Somos una revista independiente que sobrevive gracias a tu apoyo. ¿Quieres ser parte de este proyecto? ¡Bríndanos un café al mes!
sabana grande
Photo by: Beatrice Murch ©

Retrato de Sabana Grande

Ganarse la vida, encontrar el sustento, chambear. Estas son las palabras que impulsan a la marea humana que recorre hoy al menospreciado bulevar de Sabana Grande, en Caracas.

Nacida en otro tiempo, nuestra generación, la poca que se interesa en el pasado, dispone de cuatro fuentes de conocimiento para conocer lo que sucedió en esta emblemática pero ultrajada arteria de Caracas: los libros, de escritores que lo vivieron o de historiadores curiosos; la web, con su extraordinario caudal de videos e información; las anécdotas orales, cuyos expositores son cada vez menos; y las tristes esculturas que se levantan a lo largo del bulevar que, con un poco de imaginación, sirven como vestigios de un pretérito cultural rezagado, de un pasado cuyos mármoles funcionan hoy como imán de chicles.

Así, bajo la sombra nostálgica de un bronce hecho por el escultor venezolano Daniel Suarez –el mismo que enriquece los jardines de la U.C.A.B.–, yace un zapatero, sentado en una sillita endeble y utilizando el área pública como despacho personal. A su alrededor reposa su indumentaria, lo único que ha logrado acumular en cuarenta años de oficio callejero. Entre las brochas, los zapatos sin suela, el cajetín de madera, el almuerzo que también será cena, y, cómo no, un perro desnutrido, observamos el símbolo excelso de la decadencia social: el bulto tricolor. Mientras el zapatero guarda sus macundales, apurado por la sutil inminencia de la lluvia, su amiga Yusbeth, vendedora de cigarros y chimó, llega y le propone conversación:

– ¿Qué hubo José?, ¿cómo está la vaina?
– La vaina está mal, pero si me quejo la empeoro.
– ¿Y la mona?
– Por allí estaba hace rato…
– ¿Y el viejo?
– Ese viejo flojo –responde antes de escupir sendo proyectil negro–. Hoy no vino a trabajar.
– Lechudo es lo que es –contesta Yusbeth–. Porque no hubie- se vendido nada.

Una alarma envoltente empieza a sonar. Es un comercio al que se le disparó el estrépito por una falla eléctrica. No hay semana en Sabana Grande que no se vaya la luz. Inclusive al estar privilegeada, que menos que un privilegio es un perjuicio, con la cercanía al Sebin.

##############################

■ Trabajo requerido
¿Puedes prolongar el retrato de Sabana Grande a partir de su última oración?

##############################

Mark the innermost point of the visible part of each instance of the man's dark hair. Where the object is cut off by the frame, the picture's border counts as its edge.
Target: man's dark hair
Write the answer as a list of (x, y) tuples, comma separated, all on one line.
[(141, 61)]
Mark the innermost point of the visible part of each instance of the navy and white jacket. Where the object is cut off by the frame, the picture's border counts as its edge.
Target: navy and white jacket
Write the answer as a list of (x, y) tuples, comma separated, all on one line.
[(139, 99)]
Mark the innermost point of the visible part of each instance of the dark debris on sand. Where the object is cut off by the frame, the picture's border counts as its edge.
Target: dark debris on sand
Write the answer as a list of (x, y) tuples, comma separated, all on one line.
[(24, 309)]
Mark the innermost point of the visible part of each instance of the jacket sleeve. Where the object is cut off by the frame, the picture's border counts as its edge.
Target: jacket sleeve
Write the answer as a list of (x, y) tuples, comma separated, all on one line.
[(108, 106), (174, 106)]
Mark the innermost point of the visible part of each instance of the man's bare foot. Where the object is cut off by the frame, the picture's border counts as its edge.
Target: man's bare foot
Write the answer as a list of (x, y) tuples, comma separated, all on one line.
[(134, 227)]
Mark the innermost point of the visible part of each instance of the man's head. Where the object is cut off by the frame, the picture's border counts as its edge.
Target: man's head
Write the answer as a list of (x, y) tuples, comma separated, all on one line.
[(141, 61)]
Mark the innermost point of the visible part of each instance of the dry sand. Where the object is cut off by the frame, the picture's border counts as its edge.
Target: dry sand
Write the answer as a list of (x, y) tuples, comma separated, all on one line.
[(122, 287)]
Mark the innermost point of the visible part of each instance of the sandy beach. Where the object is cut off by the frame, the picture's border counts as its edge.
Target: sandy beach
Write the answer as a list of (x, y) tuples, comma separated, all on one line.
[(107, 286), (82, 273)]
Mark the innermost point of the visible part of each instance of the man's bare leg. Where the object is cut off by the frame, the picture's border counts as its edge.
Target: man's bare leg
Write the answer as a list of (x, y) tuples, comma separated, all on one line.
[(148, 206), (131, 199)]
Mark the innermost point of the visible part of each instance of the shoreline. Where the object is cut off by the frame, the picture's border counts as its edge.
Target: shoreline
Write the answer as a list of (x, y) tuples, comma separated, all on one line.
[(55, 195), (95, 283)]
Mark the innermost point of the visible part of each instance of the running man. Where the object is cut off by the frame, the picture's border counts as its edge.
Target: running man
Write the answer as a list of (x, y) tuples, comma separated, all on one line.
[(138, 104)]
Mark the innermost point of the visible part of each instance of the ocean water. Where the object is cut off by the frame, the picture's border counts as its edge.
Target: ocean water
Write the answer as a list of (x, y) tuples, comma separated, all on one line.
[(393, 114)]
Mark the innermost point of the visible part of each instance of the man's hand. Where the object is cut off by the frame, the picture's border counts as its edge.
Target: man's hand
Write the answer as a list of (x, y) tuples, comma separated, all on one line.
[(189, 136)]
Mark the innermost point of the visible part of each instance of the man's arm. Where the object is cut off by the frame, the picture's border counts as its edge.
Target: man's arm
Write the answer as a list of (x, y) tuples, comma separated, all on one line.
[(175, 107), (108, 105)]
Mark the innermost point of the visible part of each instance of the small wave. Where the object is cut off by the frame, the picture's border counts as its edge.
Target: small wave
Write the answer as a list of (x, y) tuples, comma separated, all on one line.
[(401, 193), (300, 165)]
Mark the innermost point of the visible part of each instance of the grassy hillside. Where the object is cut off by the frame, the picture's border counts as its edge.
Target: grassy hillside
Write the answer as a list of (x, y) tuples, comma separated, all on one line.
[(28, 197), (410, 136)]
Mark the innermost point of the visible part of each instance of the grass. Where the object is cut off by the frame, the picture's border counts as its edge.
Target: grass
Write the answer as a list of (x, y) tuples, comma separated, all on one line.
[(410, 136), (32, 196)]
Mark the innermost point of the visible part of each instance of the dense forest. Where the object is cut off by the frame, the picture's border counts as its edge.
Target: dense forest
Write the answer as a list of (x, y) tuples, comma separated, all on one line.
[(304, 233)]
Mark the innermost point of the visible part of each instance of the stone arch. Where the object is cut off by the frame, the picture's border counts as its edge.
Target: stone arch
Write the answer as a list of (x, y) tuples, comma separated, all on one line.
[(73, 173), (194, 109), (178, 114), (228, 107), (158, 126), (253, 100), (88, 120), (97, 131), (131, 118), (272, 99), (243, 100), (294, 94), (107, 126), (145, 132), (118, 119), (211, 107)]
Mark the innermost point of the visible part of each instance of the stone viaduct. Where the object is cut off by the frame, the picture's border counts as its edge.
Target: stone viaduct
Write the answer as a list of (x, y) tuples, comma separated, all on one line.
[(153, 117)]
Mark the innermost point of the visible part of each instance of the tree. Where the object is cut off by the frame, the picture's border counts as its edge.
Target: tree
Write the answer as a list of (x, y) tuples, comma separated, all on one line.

##############################

■ Resultado
– ¿Y a Rafaelito?, ¿lo has visto?
– Ese pasó hace rato hacia Chacaito.
– Si no se apura quedará como el otro día: mamando y mojado.

Resulta que Rafaelito es un vendedor deambulante de confitería. En Sabana Grande los buhoneros –los que todavía no se han peleado entre sí– forman alianzas informales. Se hacen amigos para protegerse de las amenazas en común. La amistad, sea sólida o aérea, siempre está disponible en cualquier modo de vida. Ya lo sabemos: el hombre es un animal social, y antisocial también, dispuesto a unirse con otros en el vicio y en la virtud. De hecho, el presente de un país podría explicarse según la sociabilidad de uno u otro bando, de una u otra moral. En nuestro caso el mal es más social, ha logrado juntarse de una manera más eficaz y contundente que el bien. En base a esto, podríamos declarar que si debemos escoger un imperativo para la reconstrucción sería: ¡juntémosnos! Aunque también podríamos agregar otros con la misma pertinencia: trabajemos, reflexionemos, amemos, corrigamos.

Bañados en brisa fresca, a tres cuadras del City Market, fortalecidos por la indiferencia de la gente, ocho policias en moto rodean a Rafaelito, quien, con una franela desteñida, unos zapatos rotos y una actitud que no exige ni forza, sabe que su única opción es concordar con los bribones. Le preguntan y le exigen. Lo amedrentan con indirectas y lo amenazan con ejemplos. Él responde sin miedo, pues no tiene nada que perder salvo el inventario que carga.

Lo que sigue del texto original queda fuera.